--- START MATERIAL SHOWN ---

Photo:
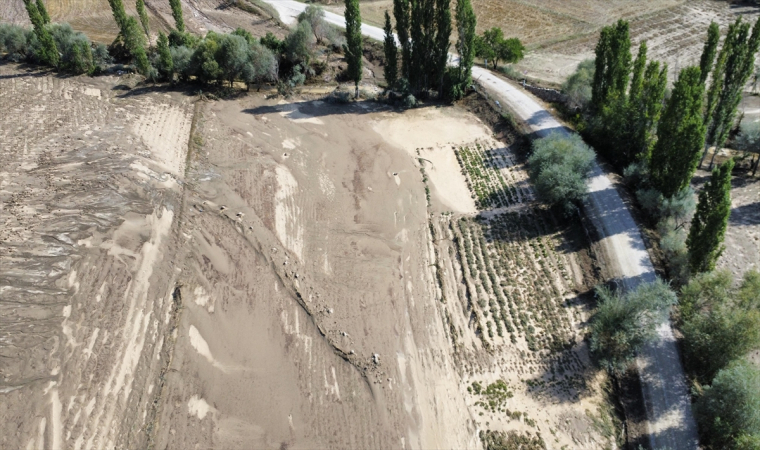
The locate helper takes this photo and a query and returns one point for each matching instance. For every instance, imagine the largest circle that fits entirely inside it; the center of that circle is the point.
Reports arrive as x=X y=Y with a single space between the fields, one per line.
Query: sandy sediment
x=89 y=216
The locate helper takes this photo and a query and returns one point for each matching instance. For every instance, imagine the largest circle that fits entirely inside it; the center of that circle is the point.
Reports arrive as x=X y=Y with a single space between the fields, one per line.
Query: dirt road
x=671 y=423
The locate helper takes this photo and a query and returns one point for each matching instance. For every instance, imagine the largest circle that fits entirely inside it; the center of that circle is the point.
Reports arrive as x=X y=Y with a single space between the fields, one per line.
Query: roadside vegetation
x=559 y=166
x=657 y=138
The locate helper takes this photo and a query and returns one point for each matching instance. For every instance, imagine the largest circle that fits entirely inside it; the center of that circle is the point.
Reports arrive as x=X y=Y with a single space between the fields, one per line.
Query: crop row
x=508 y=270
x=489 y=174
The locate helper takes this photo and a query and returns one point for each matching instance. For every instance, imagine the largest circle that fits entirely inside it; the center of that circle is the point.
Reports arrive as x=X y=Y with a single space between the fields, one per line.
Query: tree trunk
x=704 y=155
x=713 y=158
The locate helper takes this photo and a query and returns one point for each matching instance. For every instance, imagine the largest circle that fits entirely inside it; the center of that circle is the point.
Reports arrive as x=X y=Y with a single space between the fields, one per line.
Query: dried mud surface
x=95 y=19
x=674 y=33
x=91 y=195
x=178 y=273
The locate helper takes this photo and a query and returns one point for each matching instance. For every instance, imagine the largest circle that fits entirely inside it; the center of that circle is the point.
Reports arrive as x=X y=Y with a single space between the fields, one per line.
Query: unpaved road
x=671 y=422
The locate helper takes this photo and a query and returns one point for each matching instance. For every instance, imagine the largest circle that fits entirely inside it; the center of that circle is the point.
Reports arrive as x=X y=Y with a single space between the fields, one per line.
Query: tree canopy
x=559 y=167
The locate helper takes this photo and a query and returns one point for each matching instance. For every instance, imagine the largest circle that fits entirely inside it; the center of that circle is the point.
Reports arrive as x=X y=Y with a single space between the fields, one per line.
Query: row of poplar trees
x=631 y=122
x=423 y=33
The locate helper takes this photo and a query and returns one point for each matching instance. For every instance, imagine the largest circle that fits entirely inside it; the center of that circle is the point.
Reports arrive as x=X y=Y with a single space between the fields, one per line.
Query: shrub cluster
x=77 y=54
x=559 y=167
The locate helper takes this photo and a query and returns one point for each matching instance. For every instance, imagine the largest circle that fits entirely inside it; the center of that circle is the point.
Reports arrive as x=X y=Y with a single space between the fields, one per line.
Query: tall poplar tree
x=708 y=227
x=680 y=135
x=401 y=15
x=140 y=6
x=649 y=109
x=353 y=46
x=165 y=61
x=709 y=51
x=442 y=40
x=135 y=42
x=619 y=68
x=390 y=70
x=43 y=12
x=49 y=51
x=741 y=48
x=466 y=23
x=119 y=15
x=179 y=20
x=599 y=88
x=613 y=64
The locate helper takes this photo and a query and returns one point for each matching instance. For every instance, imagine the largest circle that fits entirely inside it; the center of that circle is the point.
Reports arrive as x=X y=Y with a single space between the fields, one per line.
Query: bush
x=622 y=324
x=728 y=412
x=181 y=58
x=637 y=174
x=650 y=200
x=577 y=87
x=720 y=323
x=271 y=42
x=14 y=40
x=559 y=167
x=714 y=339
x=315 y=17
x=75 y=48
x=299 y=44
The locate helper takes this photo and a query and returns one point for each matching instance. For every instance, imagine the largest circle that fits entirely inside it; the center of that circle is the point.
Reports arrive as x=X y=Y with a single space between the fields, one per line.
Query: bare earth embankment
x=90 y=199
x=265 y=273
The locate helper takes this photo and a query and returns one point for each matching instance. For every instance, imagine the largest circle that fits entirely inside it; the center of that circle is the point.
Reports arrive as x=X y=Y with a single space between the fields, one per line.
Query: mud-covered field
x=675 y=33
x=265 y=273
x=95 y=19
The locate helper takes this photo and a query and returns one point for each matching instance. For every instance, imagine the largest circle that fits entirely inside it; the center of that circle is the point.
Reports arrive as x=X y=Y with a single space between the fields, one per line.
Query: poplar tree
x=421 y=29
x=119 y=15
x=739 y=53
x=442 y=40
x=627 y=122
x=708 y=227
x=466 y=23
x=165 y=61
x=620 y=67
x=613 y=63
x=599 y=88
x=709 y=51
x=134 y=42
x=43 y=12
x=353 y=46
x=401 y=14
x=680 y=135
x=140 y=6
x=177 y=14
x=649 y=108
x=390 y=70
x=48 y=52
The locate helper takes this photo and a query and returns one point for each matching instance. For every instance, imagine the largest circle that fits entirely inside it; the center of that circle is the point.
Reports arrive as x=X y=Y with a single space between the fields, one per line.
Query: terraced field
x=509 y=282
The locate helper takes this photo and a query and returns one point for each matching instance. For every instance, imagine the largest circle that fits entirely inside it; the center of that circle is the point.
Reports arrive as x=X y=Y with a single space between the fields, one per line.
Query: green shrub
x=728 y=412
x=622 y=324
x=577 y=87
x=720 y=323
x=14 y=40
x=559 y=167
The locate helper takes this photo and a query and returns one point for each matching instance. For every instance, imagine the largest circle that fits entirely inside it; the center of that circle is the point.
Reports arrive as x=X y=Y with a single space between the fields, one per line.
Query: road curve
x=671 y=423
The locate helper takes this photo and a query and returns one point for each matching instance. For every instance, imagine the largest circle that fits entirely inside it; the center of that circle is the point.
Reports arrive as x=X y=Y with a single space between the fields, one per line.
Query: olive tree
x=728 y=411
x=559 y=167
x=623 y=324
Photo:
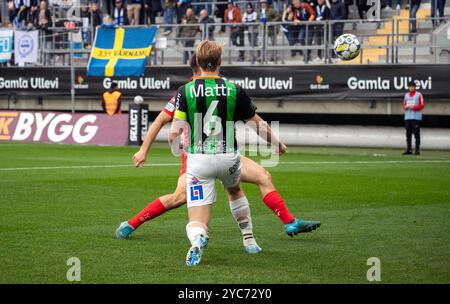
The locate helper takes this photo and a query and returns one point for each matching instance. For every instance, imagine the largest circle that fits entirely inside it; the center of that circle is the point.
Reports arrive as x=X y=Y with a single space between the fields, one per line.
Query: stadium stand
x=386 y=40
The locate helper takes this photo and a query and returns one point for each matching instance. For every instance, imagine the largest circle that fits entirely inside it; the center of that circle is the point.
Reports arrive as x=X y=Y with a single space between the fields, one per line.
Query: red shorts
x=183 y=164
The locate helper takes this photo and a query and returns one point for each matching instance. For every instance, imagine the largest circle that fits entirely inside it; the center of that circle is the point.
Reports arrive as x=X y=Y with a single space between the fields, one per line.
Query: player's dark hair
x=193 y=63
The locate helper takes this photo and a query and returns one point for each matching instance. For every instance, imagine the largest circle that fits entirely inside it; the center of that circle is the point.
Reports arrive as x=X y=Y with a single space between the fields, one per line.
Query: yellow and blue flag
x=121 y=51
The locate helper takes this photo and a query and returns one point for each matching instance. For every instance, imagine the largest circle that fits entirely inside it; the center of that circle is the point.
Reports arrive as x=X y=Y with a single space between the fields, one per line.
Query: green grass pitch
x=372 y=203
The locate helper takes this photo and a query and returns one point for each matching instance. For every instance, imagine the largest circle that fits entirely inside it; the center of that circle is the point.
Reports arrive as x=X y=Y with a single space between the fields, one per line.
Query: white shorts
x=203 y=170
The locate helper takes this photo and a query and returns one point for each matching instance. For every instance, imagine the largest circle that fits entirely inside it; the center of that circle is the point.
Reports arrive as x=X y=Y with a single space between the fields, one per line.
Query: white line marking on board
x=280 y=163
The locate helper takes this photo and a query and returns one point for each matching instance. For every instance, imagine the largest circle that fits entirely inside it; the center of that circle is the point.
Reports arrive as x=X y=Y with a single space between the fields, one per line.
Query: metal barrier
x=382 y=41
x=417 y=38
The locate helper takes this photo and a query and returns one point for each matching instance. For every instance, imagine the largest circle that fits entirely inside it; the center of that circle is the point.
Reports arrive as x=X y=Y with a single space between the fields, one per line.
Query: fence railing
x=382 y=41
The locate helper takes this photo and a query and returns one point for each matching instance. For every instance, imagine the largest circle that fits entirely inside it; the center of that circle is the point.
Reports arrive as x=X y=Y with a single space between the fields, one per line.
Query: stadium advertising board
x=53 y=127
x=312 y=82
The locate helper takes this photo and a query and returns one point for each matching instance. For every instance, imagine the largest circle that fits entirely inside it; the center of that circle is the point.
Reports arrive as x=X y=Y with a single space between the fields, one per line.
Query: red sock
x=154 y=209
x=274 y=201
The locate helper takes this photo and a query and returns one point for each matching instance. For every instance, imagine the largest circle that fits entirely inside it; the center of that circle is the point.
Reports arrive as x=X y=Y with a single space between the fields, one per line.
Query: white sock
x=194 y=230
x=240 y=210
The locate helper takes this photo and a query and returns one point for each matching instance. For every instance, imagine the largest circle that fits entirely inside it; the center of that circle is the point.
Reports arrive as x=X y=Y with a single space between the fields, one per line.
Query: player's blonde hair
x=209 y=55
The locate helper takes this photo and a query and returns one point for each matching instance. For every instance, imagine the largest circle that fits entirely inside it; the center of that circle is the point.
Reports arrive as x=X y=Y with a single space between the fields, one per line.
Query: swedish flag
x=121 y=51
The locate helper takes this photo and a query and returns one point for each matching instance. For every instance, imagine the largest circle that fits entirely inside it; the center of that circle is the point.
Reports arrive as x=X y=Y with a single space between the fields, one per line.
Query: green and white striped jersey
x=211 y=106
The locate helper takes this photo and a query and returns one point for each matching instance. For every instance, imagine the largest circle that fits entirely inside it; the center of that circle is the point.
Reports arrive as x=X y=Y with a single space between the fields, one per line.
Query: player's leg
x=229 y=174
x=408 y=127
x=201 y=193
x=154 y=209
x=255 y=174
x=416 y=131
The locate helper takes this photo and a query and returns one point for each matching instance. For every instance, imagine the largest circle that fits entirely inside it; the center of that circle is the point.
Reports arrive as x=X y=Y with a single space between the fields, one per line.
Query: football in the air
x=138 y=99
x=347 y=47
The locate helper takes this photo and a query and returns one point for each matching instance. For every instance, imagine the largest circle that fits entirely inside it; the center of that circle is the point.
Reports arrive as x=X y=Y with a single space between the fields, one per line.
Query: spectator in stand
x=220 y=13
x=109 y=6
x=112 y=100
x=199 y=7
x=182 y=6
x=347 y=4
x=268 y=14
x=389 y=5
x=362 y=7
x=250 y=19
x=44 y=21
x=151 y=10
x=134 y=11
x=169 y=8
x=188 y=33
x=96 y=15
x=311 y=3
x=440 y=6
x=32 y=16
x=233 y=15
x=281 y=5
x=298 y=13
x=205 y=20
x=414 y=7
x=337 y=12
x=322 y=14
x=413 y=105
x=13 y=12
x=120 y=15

--- END MATERIAL SHOWN ---
--- START MATERIAL SHOWN ---

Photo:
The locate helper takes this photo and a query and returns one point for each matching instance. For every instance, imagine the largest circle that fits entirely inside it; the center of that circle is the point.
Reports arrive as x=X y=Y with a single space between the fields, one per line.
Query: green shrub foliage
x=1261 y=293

--- END MATERIAL SHOWN ---

Please report each line from the rows above that contains the string "shorts", treating uppercase and lowercase as different.

=== RESPONSE TO THIS EXERCISE ===
Query: red shorts
Query: white shorts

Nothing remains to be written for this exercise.